Anche nell’ambito del rapporto di pubblico impiego, lo svolgimento di fatto di mansioni superiori comporta, in favore del pubblico dipendente, il diritto alla corresponsione del trattamento retributivo corrispondente alla mansione di livello superiore effettivamente svolta.

 

1. Premessa

La decisione in esame ribadisce che è vero, infatti, che, a norma dell’art. 56 co. 6 d.l.vo 3.2.1993, nel testo sostituito dall’art. 25 d.lgs. 31.3.1998 n. 80, poi modificato dall’art. 15 d.l.vo 29.10.1998 n. 387 e corrispondente ora all’art. 52 co. 5 d.l.vo 30.3.2001 n. 165, in caso di assegnazione del lavoratore a mansioni proprie di una qualifica superiore al di fuori delle ipotesi consentite dalla legge, l’assegnazione è nulla, “ma al lavoratore è corrisposta la differenza di trattamento economico con la qualifica superiore”, e ciò senza sbarramenti temporali, in applicazione del principio di retribuzione proporzionata e sufficiente ex art. 36 (1).

===

— Sfida —
Trascrivi senza modifiche la parte dell'estratto sulle mansioni superiori nel pubblico impiego che inizia con le parole "1. Premessa" e arrestati dopo "art. 36 (1).".

— Dati forniti —

===

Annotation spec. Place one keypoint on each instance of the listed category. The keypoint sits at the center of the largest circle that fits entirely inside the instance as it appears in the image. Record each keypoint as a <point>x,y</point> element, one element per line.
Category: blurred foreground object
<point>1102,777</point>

===

— Risposta qui sotto —
1. Premessa

La decisione in esame ribadisce che è vero, infatti, che, a norma dell’art. 56 co. 6 d.l.vo 3.2.1993, nel testo sostituito dall’art. 25 d.lgs. 31.3.1998 n. 80, poi modificato dall’art. 15 d.l.vo 29.10.1998 n. 387 e corrispondente ora all’art. 52 co. 5 d.l.vo 30.3.2001 n. 165, in caso di assegnazione del lavoratore a mansioni proprie di una qualifica superiore al di fuori delle ipotesi consentite dalla legge, l’assegnazione è nulla, “ma al lavoratore è corrisposta la differenza di trattamento economico con la qualifica superiore”, e ciò senza sbarramenti temporali, in applicazione del principio di retribuzione proporzionata e sufficiente ex art. 36 (1).